■ Reading text

────────────────────────────────────────

About Amy Friedman:
Amy Friedman is an author and creative writing teacher whose books include Desperado's Wife: A Memoir, Kick the Dog and Shoot the Cat, and Nothing Sacred: A Conversation with Feminism. She also works as a ghostwriter and editor, and her articles, essays and stories have appeared in magazines, newspapers and numerous anthologies. Since 1992 Amy has written the internationally syndicated newspaper feature Tell Me A Story for Universal UClick, a column that has spawned two book collections and three audiobooks.
Amy lives in Los Angeles with her husband, the teacher and writer Dennis Danziger with whom she recently created POPS the club.
What inspires you to write?
Pretty much everything inspires me to write. Since I was a young kid (with a writer dad) I've been drawn to reading and telling stories and to the sound of language, to the way books opened my mind, and eyes, and heart. And so I began to imitate my favorites, but it was when I landed a job as a newspaper columnist with a weekly deadline, I realized there is no waiting for the muse. Inspiration is sometimes there, but sometimes inspiration comes in the midst of working, thinking, sitting there and working out my ideas on a page.
What authors do you read when you aren’t writing?
I have so many favorite authors, it's difficult to know where to begin, but among them Donna Tartt, Sandra Cisneros, Luis J. Rodriguez, Ta-NeHisi Coates, Caroline Knapp, Rebecca Solnit, Jesmyn Ward, Joan Didion, Edna O'Brien, JoAnn Beard, E.B. White, Philip Roth, Tim O'Brien, James Baldwin, J.M. Coetzee … I could go on.

────────────────────────────────────────

■ Dataset

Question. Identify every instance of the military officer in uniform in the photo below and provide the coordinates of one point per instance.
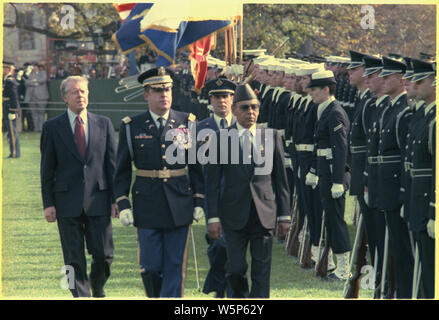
(220, 93)
(389, 175)
(10, 108)
(164, 193)
(329, 173)
(357, 144)
(421, 174)
(373, 66)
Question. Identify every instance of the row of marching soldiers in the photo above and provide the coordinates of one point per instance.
(374, 138)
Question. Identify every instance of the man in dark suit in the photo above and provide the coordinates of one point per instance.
(78, 153)
(220, 93)
(11, 106)
(255, 195)
(164, 194)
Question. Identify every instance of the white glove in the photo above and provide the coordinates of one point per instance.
(198, 213)
(337, 190)
(430, 228)
(311, 180)
(126, 217)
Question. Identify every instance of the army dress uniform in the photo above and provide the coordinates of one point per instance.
(421, 174)
(389, 184)
(10, 112)
(330, 138)
(164, 193)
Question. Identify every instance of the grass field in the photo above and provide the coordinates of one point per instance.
(32, 256)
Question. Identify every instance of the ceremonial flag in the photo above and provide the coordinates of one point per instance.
(171, 26)
(127, 37)
(199, 52)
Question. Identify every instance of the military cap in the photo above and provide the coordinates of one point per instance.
(391, 66)
(160, 77)
(395, 56)
(309, 69)
(356, 59)
(372, 64)
(409, 71)
(251, 54)
(422, 69)
(220, 86)
(321, 79)
(244, 94)
(7, 64)
(426, 56)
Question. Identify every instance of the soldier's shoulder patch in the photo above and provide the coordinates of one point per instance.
(126, 120)
(192, 117)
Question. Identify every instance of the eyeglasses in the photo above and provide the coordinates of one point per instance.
(245, 107)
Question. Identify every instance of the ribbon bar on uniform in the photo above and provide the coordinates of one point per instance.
(325, 153)
(358, 149)
(421, 173)
(304, 147)
(389, 159)
(161, 174)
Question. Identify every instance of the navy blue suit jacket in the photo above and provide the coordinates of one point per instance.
(70, 183)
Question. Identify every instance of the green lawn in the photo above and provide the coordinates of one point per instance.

────────────────────────────────────────

■ What is expected
Pick up the piece about Amy Friedman after its last sentence and continue it.

■ Solved problem
Tell us about your writing process.
I am not an outliner; I suppose I could be called a seat-of-the-pants writer, but that is only a first draft. I know that good writing is rewriting, and as a writing teacher and editor, working with adults and kids, I encourage them to recognize how vital the rewrites are, to take inspiration from those first drafts (whether outlined or not), but to work to find out what you didn't know you knew, or thought, or felt, draft by draft.
What advice would you give other writers?
To write. Write and Write. Don't wait for inspiration to strike, create a writing practice, much the way you might practice yoga, or batting, or learning a language. You'll get better, and smarter, and wiser as you write.
How did you decide how to publish your books?
This has changed over time, and I have made mistakes over time. The beauty and virtue of publishing with a known publisher is the ego-boost inherent in knowing someone else loves what you've written, and the opportunity (and I've had many) to work with brilliant editors who are able sometimes to see and hear things I have missed, or I didn't understand. Always always work with editors, whether or not you self-publish. I once made a mistake and quickly self-published because I had an opportunity to appear on a national television show–and only later did I realize that people who watch television are not necessarily book readers (or buyers). But I think there are myriad ways to bring your book into the world, and that exploring every option and finding the right one for you makes most sense.
What do you think about the future of book publishing?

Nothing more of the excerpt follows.